■ Written request
Write the continuation of the patent claims below on switching a processing unit between high-speed and low-speed clock signals according to measured temperature, beginning after the final claim shown.

■ Passage provided
3. The processing core of claim 2, wherein the high-speed clock signal is provided to the processing unit when the measured temperature is less than a first temperature at which a performance of the PLL is reduced by more than a first percentage.
4. The processing core of claim 1, wherein the high-speed clock signal is provided to the processing unit when the measured temperature is less than a first temperature at which the low-speed clock signal is provided to the processing unit.
5. The processing core of claim 4, wherein the first temperature is reduced over time based on a total run time of the processing unit.
6. The processing core of claim 1, wherein the high-speed clock signal is provided to the processing unit when the measured temperature is less than a first temperature at which the processing unit commits more than a predetermined percentage of computational errors.
7. The processing core of claim 1, further comprising a multiplexer, wherein the multiplexer determines which of the high-speed clock signal or the low-speed clock signal is provided to the processing unit based on the measured temperature.

■ Dataset
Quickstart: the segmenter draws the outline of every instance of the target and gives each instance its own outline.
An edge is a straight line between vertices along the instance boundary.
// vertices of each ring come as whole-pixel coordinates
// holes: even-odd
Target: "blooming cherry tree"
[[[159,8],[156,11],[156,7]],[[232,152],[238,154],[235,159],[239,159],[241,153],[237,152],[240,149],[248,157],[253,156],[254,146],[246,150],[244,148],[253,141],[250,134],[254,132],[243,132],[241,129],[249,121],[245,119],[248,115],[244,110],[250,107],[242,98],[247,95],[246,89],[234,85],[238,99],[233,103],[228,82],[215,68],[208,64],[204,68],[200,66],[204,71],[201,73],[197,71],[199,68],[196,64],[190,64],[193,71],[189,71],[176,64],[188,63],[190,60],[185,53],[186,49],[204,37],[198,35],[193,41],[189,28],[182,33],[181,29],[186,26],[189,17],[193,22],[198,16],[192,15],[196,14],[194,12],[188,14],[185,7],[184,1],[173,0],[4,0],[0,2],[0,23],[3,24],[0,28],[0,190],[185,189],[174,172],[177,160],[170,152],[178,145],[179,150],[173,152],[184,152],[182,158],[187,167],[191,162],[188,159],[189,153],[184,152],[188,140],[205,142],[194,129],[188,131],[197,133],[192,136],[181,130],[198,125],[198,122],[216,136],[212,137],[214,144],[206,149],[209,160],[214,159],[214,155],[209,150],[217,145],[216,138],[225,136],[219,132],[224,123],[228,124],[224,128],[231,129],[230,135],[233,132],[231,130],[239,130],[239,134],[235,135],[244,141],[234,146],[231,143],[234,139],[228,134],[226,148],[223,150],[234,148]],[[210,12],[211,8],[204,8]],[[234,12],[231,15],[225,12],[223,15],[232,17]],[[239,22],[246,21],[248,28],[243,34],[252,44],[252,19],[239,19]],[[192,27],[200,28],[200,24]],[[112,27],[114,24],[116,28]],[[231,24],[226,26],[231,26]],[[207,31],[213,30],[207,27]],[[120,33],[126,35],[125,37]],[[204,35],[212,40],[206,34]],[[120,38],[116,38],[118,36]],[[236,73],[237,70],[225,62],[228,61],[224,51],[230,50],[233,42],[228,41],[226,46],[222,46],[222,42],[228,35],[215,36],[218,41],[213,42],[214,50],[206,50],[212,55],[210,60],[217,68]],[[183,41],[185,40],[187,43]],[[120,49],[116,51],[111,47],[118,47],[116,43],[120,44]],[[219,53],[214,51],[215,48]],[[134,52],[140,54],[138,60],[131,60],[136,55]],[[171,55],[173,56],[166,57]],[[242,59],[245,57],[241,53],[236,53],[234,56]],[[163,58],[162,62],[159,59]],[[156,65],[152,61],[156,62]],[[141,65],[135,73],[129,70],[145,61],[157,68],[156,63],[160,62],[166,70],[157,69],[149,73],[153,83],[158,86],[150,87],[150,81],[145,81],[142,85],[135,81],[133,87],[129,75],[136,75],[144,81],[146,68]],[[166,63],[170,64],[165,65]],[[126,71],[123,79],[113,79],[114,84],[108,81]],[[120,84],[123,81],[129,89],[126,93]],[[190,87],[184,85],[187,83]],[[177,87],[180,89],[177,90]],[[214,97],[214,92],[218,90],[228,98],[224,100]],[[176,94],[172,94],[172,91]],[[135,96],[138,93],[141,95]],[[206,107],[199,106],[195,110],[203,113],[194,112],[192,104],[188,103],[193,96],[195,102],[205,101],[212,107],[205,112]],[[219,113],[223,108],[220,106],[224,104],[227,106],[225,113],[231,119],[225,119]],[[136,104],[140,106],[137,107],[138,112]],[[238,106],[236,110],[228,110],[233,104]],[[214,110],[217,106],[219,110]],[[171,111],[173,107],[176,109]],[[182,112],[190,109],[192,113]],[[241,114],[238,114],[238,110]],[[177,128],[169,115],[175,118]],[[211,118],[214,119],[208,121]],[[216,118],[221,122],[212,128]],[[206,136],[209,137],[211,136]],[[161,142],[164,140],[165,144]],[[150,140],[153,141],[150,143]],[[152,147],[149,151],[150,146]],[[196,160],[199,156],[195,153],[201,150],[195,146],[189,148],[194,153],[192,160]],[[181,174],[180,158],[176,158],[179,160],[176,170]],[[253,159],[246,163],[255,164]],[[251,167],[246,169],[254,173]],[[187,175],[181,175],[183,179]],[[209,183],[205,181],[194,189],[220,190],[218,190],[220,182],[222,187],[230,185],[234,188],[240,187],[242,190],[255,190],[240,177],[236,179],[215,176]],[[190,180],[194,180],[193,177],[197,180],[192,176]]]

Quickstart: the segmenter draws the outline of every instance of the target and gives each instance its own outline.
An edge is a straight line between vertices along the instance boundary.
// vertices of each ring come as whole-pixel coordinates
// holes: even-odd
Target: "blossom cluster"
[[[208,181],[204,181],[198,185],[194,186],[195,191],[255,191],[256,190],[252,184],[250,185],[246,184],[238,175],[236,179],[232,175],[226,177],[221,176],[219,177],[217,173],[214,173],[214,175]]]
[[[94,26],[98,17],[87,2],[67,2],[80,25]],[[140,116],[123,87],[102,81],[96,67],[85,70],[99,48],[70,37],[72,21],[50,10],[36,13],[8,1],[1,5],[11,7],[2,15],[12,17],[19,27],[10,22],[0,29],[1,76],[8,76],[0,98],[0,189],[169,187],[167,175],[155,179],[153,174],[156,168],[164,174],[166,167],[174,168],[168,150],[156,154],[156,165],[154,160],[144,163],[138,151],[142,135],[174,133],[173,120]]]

■ Exercise answer
8. The processing core of claim 7, further comprising an enabling gate located between the clock-independent temperature sensor and the multiplexer, wherein in a first state the enabling gate allows the clock-independent temperature sensor to control the multiplexer based on the measured temperature, and wherein in a second state the enabling gate does not allow the clock-independent temperature sensor to control the multiplexer such that the high-speed clock signal is provided to the processing unit without regard to the measured temperature.
9. The processing core of claim 1, wherein a first clock speed of the high-speed clock signal is at least an order of magnitude greater than a second clock speed of the low-speed clock signal.
10. The processing core of claim 1, wherein the processing unit conducts computations using the low-speed clock signal, and wherein the processing unit continues to conduct computations using the low-speed clock signal until a triggering event occurs.
11. The processing core of claim 10, wherein the measured temperature is a first temperature, and wherein the triggering event is that a second temperature determined by the clock-independent temperature sensor is below a threshold value that is less than the first temperature by at least predetermined temperature value.
12. The processing core of claim 1, further comprising:
a clock-dependent temperature sensor, wherein an interrupt signal is provided to the processing core based on a measured temperature from the clock-dependent temperature sensor exceeding a first threshold temperature.
13. The processing core of claim 1, further comprising:
a clock-dependent temperature sensor, wherein the power level or the clock frequency provided to the processing core is lowered based on a measured temperature from the clock-dependent temperature sensor exceeding a second threshold temperature.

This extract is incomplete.